TÂCHES:
A. Réécrivez l'article sur la radio numérique de « En lançant un » à « venues du numérique. » en remplaçant « grands réseaux » par « principaux réseaux ».
B. Poursuivez l'article sur la radio numérique à partir de sa dernière phrase.

EXTRAIT DU TEXTE:
####################

DAB+ : les acteurs français se mobilisent alors que la 5G broadcast est annoncée

En lançant un appel national pour une diffusion en DAB+, le CSA est parvenu à attirer les radios nationales. Mais le succès tardif de cette technologie s’apparente plus, pour les grands réseaux, à une stratégie d’évitement des concurrents venues du numérique.

Annoncée depuis le début des années 2000, lancée difficilement en 2014 dans trois grandes villes, Paris, Marseille et Nice (voir La rem n°32, p.30), la radio numérique terrestre (RNT) tient enfin sa revanche. Il aura toutefois fallu que le Conseil supérieur de l’audiovisuel (CSA) revoie en profondeur sa stratégie d’attribution des fréquences, qui reposait historiquement sur l’ouverture du réseau ville par ville, avec des fréquences pénétrant dans les maisons et se substituant potentiellement à la diffusion FM. À chaque fois, les grandes radios nationales ont boudé les appels à candidatures, refusant de supporter le coût d’une double diffusion et de soutenir une technologie qui favorise l’arrivée de nouveaux concurrents dans les foyers. Ainsi, le dernier appel à candidatures de ce type a concerné en 2016 les villes de Lille, Lyon et Strasbourg. Attribuées en 2017, les fréquences ont bénéficié d’abord à des radios associatives, ainsi qu’à Radio FG qui cherche avec la RNT à tisser un réseau national. Autant dire qu’aucun des grands réseaux nationaux ne misaient sur la RNT il y a de cela deux ans à peine.

####################

DONNÉES AFFICHÉES:

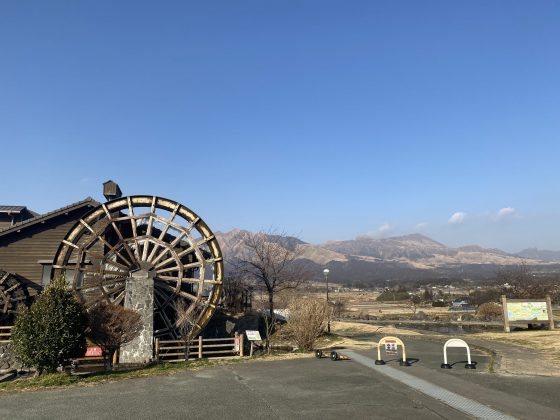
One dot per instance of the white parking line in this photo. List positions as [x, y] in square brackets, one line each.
[465, 405]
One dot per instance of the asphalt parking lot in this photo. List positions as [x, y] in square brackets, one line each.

####################

RÉPONSES PAR TÂCHE:
A.
En lançant un appel national pour une diffusion en DAB+, le CSA est parvenu à attirer les radios nationales. Mais le succès tardif de cette technologie s’apparente plus, pour les principaux réseaux, à une stratégie d’évitement des concurrents venues du numérique.

B.
Convaincu de l’inefficacité de sa stratégie, le CSA a opté pour une refonte des appels à candidatures afin de permettre enfin le déploiement de la RNT en France, la technologie retenue étant le DAB+ (Digital Audio Broadcasting), le nom venant remplacer le terme de RNT (radio numérique terrestre). Ce dernier rappelle les déboires historiques de ce mode de diffusion et pourrait laisser penser que la RNT va, comme la TNT, remplacer la diffusion analogique. Ce ne sera pas le cas en France. À l’inverse des pays qui ont misé sur un basculement en tout numérique, à l’instar de la Norvège début 2017 (voir La rem n°36, p.16), le CSA considère le DAB+ comme une technologie complémentaire de la bande FM. Cette complémentarité a été confirmée par le lancement d’un nouvel appel d’offres en juillet 2018 qui repose sur un « plan des nœuds et des arcs » visant à déployer le DAB+ en France entre 2018 et 2020. Les nœuds sont les grands centres urbains, les arcs les grands axes de transport qui les relient entre eux, ce qui permet de faire émerger un réseau national de DAB+ aligné sur la démographie et qui s’impose véritablement en complémentarité de la bande FM. En effet, si le DAB+ apporte une meilleure qualité d’écoute, jamais cet argument n’a mobilisé les auditeurs. En revanche, le DAB+ permet d’écouter sans coupure une radio quand la diffusion FM suppose de changer de fréquences lors d’un trajet entre deux grandes villes, avec souvent des parties du trajet non couvertes. Dans ce cas, le DAB+ apporte un avantage supplémentaire à la diffusion radio, y compris pour un réseau national.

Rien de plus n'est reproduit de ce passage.